| SOURCE DATA |
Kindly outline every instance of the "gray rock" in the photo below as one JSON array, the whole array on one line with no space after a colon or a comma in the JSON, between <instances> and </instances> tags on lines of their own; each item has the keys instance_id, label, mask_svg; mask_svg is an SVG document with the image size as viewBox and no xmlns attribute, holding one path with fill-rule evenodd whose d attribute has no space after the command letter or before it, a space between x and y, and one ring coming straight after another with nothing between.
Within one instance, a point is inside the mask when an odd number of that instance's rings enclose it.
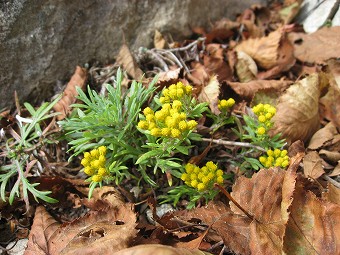
<instances>
[{"instance_id":1,"label":"gray rock","mask_svg":"<svg viewBox=\"0 0 340 255\"><path fill-rule=\"evenodd\" d=\"M76 65L109 63L125 41L150 47L155 29L175 40L191 27L234 18L265 0L8 0L0 1L0 109L41 102Z\"/></svg>"}]
</instances>

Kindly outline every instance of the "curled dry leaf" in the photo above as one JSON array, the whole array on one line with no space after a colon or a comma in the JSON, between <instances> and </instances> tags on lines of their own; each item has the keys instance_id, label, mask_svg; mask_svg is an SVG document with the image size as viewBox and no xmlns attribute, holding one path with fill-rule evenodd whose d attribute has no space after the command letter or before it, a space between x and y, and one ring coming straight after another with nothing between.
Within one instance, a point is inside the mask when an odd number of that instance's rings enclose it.
<instances>
[{"instance_id":1,"label":"curled dry leaf","mask_svg":"<svg viewBox=\"0 0 340 255\"><path fill-rule=\"evenodd\" d=\"M241 82L227 82L229 86L236 94L247 101L251 101L255 96L256 92L262 91L277 91L283 92L289 85L292 84L291 81L281 81L281 80L253 80L245 83Z\"/></svg>"},{"instance_id":2,"label":"curled dry leaf","mask_svg":"<svg viewBox=\"0 0 340 255\"><path fill-rule=\"evenodd\" d=\"M294 55L301 62L325 63L340 56L340 27L323 27L312 34L290 33Z\"/></svg>"},{"instance_id":3,"label":"curled dry leaf","mask_svg":"<svg viewBox=\"0 0 340 255\"><path fill-rule=\"evenodd\" d=\"M327 123L326 126L315 132L309 141L308 149L320 149L325 143L332 140L338 134L338 130L332 122Z\"/></svg>"},{"instance_id":4,"label":"curled dry leaf","mask_svg":"<svg viewBox=\"0 0 340 255\"><path fill-rule=\"evenodd\" d=\"M211 253L196 250L188 250L185 248L174 248L162 244L144 244L127 248L112 255L209 255Z\"/></svg>"},{"instance_id":5,"label":"curled dry leaf","mask_svg":"<svg viewBox=\"0 0 340 255\"><path fill-rule=\"evenodd\" d=\"M120 48L116 58L116 64L122 66L134 80L140 80L143 76L143 71L136 64L129 47L126 44L123 44Z\"/></svg>"},{"instance_id":6,"label":"curled dry leaf","mask_svg":"<svg viewBox=\"0 0 340 255\"><path fill-rule=\"evenodd\" d=\"M217 76L210 77L209 82L202 87L200 94L198 95L199 102L209 103L209 107L214 114L218 114L218 96L220 94L220 83L217 80Z\"/></svg>"},{"instance_id":7,"label":"curled dry leaf","mask_svg":"<svg viewBox=\"0 0 340 255\"><path fill-rule=\"evenodd\" d=\"M245 52L237 52L236 73L240 82L255 80L257 76L257 65L255 61Z\"/></svg>"},{"instance_id":8,"label":"curled dry leaf","mask_svg":"<svg viewBox=\"0 0 340 255\"><path fill-rule=\"evenodd\" d=\"M284 237L286 254L340 254L340 206L297 182Z\"/></svg>"},{"instance_id":9,"label":"curled dry leaf","mask_svg":"<svg viewBox=\"0 0 340 255\"><path fill-rule=\"evenodd\" d=\"M53 110L60 112L60 114L57 115L58 120L64 119L70 112L70 105L76 102L76 97L78 96L76 87L84 89L86 79L86 69L77 66L70 81L66 85L63 97L53 106Z\"/></svg>"},{"instance_id":10,"label":"curled dry leaf","mask_svg":"<svg viewBox=\"0 0 340 255\"><path fill-rule=\"evenodd\" d=\"M247 53L264 69L279 66L280 71L286 71L295 63L289 45L284 29L279 28L266 37L243 41L235 49Z\"/></svg>"},{"instance_id":11,"label":"curled dry leaf","mask_svg":"<svg viewBox=\"0 0 340 255\"><path fill-rule=\"evenodd\" d=\"M323 86L319 74L291 85L280 97L273 117L272 132L281 133L288 143L306 142L319 128L319 96Z\"/></svg>"},{"instance_id":12,"label":"curled dry leaf","mask_svg":"<svg viewBox=\"0 0 340 255\"><path fill-rule=\"evenodd\" d=\"M303 173L307 178L317 179L325 173L322 159L316 151L307 152L303 158Z\"/></svg>"}]
</instances>

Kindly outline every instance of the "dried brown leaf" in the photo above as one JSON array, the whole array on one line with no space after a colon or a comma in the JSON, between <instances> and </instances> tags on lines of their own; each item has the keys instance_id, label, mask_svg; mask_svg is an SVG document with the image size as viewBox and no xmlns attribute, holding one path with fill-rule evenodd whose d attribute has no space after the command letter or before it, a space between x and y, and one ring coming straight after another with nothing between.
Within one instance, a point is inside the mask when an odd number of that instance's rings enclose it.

| WORK TO COMPLETE |
With the pictures left aside, set down each entry above exactly as it stands.

| WORKED SOLUTION |
Kindly outline every instance of the "gray rock" in the photo below as one JSON array, the whole array on one line with no space after a colon or a comma in the JSON, between <instances> and </instances> tags on lines of their own; each item has the keys instance_id, label, mask_svg; mask_svg is an SVG document with the image size as viewBox and no xmlns attribute, holding one path with fill-rule evenodd whose d attribute has no space after the command letter or before it, a space between x and y, and one ring coming straight after another with nothing between.
Within one instance, a point is inside the mask when an odd number of that instance's rings enclose it.
<instances>
[{"instance_id":1,"label":"gray rock","mask_svg":"<svg viewBox=\"0 0 340 255\"><path fill-rule=\"evenodd\" d=\"M76 65L109 63L125 41L150 47L155 29L175 40L191 27L234 18L265 0L8 0L0 1L0 109L41 102Z\"/></svg>"}]
</instances>

Kindly outline every instance of the "curled dry leaf" in the photo above as one JSON array, the whole array on one line with no space after a colon or a comma in the JSON, between <instances> and </instances> tags on lines of their own; each item has the keys instance_id, label, mask_svg; mask_svg is an SVG document with the image size as viewBox and no xmlns attribute, holding one path with fill-rule evenodd whose d attribute has no space after the command letter or before it, a space between x and y, and one ring coming straight after another with nothing between.
Within one instance, a point is inside the mask when an odd number of that instance's rings enclose it.
<instances>
[{"instance_id":1,"label":"curled dry leaf","mask_svg":"<svg viewBox=\"0 0 340 255\"><path fill-rule=\"evenodd\" d=\"M241 82L227 82L229 86L236 94L247 101L251 101L255 96L256 92L262 91L277 91L283 92L289 85L292 84L291 81L281 81L281 80L253 80L245 83Z\"/></svg>"},{"instance_id":2,"label":"curled dry leaf","mask_svg":"<svg viewBox=\"0 0 340 255\"><path fill-rule=\"evenodd\" d=\"M294 55L301 62L325 63L340 56L340 27L323 27L312 34L290 33Z\"/></svg>"},{"instance_id":3,"label":"curled dry leaf","mask_svg":"<svg viewBox=\"0 0 340 255\"><path fill-rule=\"evenodd\" d=\"M327 123L326 126L315 132L309 141L308 149L320 149L325 143L332 140L338 134L338 130L332 122Z\"/></svg>"},{"instance_id":4,"label":"curled dry leaf","mask_svg":"<svg viewBox=\"0 0 340 255\"><path fill-rule=\"evenodd\" d=\"M211 253L196 250L188 250L185 248L174 248L162 244L144 244L127 248L112 255L209 255Z\"/></svg>"},{"instance_id":5,"label":"curled dry leaf","mask_svg":"<svg viewBox=\"0 0 340 255\"><path fill-rule=\"evenodd\" d=\"M120 48L116 58L116 64L122 66L134 80L140 80L143 76L143 71L136 64L129 47L126 44L123 44Z\"/></svg>"},{"instance_id":6,"label":"curled dry leaf","mask_svg":"<svg viewBox=\"0 0 340 255\"><path fill-rule=\"evenodd\" d=\"M217 76L210 77L209 82L202 87L200 94L198 95L199 102L209 103L209 107L214 114L218 114L218 96L220 94L220 83L217 80Z\"/></svg>"},{"instance_id":7,"label":"curled dry leaf","mask_svg":"<svg viewBox=\"0 0 340 255\"><path fill-rule=\"evenodd\" d=\"M245 52L237 52L236 73L240 82L255 80L257 76L257 65L255 61Z\"/></svg>"},{"instance_id":8,"label":"curled dry leaf","mask_svg":"<svg viewBox=\"0 0 340 255\"><path fill-rule=\"evenodd\" d=\"M284 237L286 254L340 254L340 206L297 182Z\"/></svg>"},{"instance_id":9,"label":"curled dry leaf","mask_svg":"<svg viewBox=\"0 0 340 255\"><path fill-rule=\"evenodd\" d=\"M53 110L60 112L60 114L57 115L58 120L64 119L70 112L70 105L76 102L76 97L78 96L76 87L84 89L86 79L86 69L77 66L70 81L66 85L63 97L53 106Z\"/></svg>"},{"instance_id":10,"label":"curled dry leaf","mask_svg":"<svg viewBox=\"0 0 340 255\"><path fill-rule=\"evenodd\" d=\"M247 53L264 69L279 66L280 71L286 71L295 63L289 45L284 29L279 28L266 37L243 41L235 49Z\"/></svg>"},{"instance_id":11,"label":"curled dry leaf","mask_svg":"<svg viewBox=\"0 0 340 255\"><path fill-rule=\"evenodd\" d=\"M323 86L319 74L291 85L280 97L273 117L272 132L281 133L288 143L306 142L319 128L319 96Z\"/></svg>"},{"instance_id":12,"label":"curled dry leaf","mask_svg":"<svg viewBox=\"0 0 340 255\"><path fill-rule=\"evenodd\" d=\"M303 173L307 178L317 179L325 173L322 159L316 151L307 152L303 158Z\"/></svg>"}]
</instances>

Kindly outline every instance of the "dried brown leaf" in the photo above as one JSON array, the whole array on one line with no space after a colon or a comma in the JSON, between <instances> and </instances> tags on lines of their own; each item has the keys instance_id, label, mask_svg; mask_svg is an SVG document with the image size as viewBox and no xmlns attribute, holding one path with fill-rule evenodd whose d attribute has no space after the command letter or before it, a space between x and y, and one ring coming straight after another with nothing between.
Within one instance, a point is inside the mask when an odd number of that instance's rings enclose it.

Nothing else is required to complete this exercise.